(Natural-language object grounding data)
• • • • •

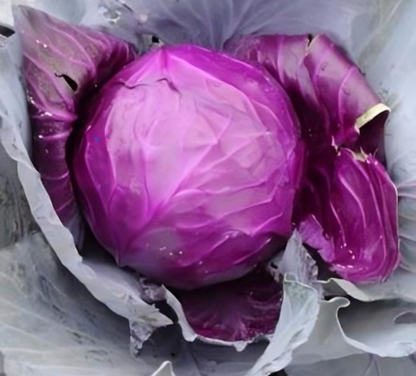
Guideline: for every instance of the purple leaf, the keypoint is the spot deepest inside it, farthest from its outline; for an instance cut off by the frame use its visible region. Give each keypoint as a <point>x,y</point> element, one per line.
<point>63,65</point>
<point>351,217</point>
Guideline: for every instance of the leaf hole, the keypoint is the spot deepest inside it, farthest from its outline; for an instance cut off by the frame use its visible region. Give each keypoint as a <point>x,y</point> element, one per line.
<point>71,83</point>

• • • • •

[Task item] With pictures excluded, the data must be transcribed in full and to the letter.

[Exercise solution]
Guideline: for every instance of the purple leaf, the keypoint is the spot deepest inside it, farthest from its outline; for an instance cut off by the frame use its visible region. Give each keypoint as a <point>x,y</point> element, one per line.
<point>63,65</point>
<point>351,217</point>
Guideline: for every instance of the leaf hole, the keypoint is the spot deepest inside it, farthest from its outline; for an instance cut off by the frame use its visible region. Give each keypoint as a <point>x,y</point> element, one per line.
<point>71,83</point>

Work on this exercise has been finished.